Friday, July 18, 2008

Time is Round

My friend Steve Kang and I, in college, used to sit around and talk about how time was not linear but parabolic. I can't remember what kind of proof we came up with in our Jack Daniels stupor, but it's an idea I've always thought about. When I was working on pictures of the drowned, the actors were talking about what they feared the most about the idea of death. I remember what Dario said, his fear was that death was a state of being perpetually stuck in whatever the final moment of your life was. So in other words, no matter how happy and wonderful a life you had, if the very moment of your death is of utter terror, that you would carry that state into the next place. This just made me think more about the linearity of time as a false perception... I'm just going to leave this thought at that because I don't know if I can really go any farther with it and be understood...

PROBLEMS TO WORK ON ->
1: In the "Time is Round" post, what did Dario say he feared most about death?
2: Retype the stretch of the "Time is Round" post that starts with the words "Time is Round" and ends with "and be understood...".
3: Carry the "Time is Round" post forward, beginning right after its last sentence.
The listing that comes after this post has nothing to do with the work here.

RECORDS ->
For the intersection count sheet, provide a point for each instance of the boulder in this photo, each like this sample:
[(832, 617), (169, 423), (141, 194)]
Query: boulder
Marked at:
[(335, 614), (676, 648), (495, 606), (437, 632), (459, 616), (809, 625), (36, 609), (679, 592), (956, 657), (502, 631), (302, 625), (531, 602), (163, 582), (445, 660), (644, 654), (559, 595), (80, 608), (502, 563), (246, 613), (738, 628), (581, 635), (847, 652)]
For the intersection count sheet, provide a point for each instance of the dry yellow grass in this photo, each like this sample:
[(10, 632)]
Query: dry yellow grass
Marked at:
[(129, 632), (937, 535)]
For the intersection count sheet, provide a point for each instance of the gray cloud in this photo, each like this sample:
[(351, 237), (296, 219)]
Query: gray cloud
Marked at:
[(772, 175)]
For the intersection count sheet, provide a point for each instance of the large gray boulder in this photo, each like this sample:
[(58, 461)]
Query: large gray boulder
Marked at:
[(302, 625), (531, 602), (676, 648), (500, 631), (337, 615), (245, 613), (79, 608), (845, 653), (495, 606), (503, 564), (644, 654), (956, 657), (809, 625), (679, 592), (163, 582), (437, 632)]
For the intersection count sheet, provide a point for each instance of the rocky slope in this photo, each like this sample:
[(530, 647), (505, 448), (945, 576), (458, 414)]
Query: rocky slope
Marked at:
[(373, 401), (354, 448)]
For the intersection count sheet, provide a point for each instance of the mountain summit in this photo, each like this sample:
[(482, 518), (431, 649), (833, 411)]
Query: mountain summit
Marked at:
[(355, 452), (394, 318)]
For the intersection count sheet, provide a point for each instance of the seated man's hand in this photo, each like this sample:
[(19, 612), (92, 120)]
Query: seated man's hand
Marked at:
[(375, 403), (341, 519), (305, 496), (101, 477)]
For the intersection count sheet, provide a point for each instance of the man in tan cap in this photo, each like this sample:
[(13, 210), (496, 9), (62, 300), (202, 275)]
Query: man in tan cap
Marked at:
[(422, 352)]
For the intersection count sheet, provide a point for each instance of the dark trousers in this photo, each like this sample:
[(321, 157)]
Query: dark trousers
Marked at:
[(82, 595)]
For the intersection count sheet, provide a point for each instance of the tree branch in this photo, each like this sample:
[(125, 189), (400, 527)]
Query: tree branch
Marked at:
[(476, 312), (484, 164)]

YOUR RESPONSES ->
1: He feared that death was a state of being perpetually stuck in whatever the final moment of one's life was.

2:
Time is Round

My friend Steve Kang and I, in college, used to sit around and talk about how time was not linear but parabolic. I can't remember what kind of proof we came up with in our Jack Daniels stupor, but it's an idea I've always thought about. When I was working on pictures of the drowned, the actors were talking about what they feared the most about the idea of death. I remember what Dario said, his fear was that death was a state of being perpetually stuck in whatever the final moment of your life was. So in other words, no matter how happy and wonderful a life you had, if the very moment of your death is of utter terror, that you would carry that state into the next place. This just made me think more about the linearity of time as a false perception... I'm just going to leave this thought at that because I don't know if I can really go any farther with it and be understood...

3:
This morning I had a final meeting with Okada, his Company Manager Akane Nakamura, and their frequent Stage Manager So Ozaki. Under discussion were the subtitles for their upcoming U.S. tours, which I am preparing. They had toured to Singapore with my first draft translation, but found that the colloquialisms native to the U.S. were not comprehensible to audiences in Singapore, and hence the discussion about neutralizing the English -- or really, whether that would be a possible task, considering the super-colloquial tone of Okada's original language. Also, because in the Japanese the subject of a sentence is assumed and because Okada uses that to perpetuate an ambiguity (and ambivalence) in his mono/dialogues, how to handle this in translation into languages which cannot function without a specified subject? All fascinating linguistic issues -- to me anyway. Here is So -- he's from Kyoto.

And Akane with Okada. So cute.

After the meeting, So was actually just upstairs in the Opera City building working on an installation for an exhibition opening tomorrow. It was pretty awesome, actually, a dozen or so artists of different nationalities. There was an American artist with a video installation. Check out this photo.

That's me.
A few moments later...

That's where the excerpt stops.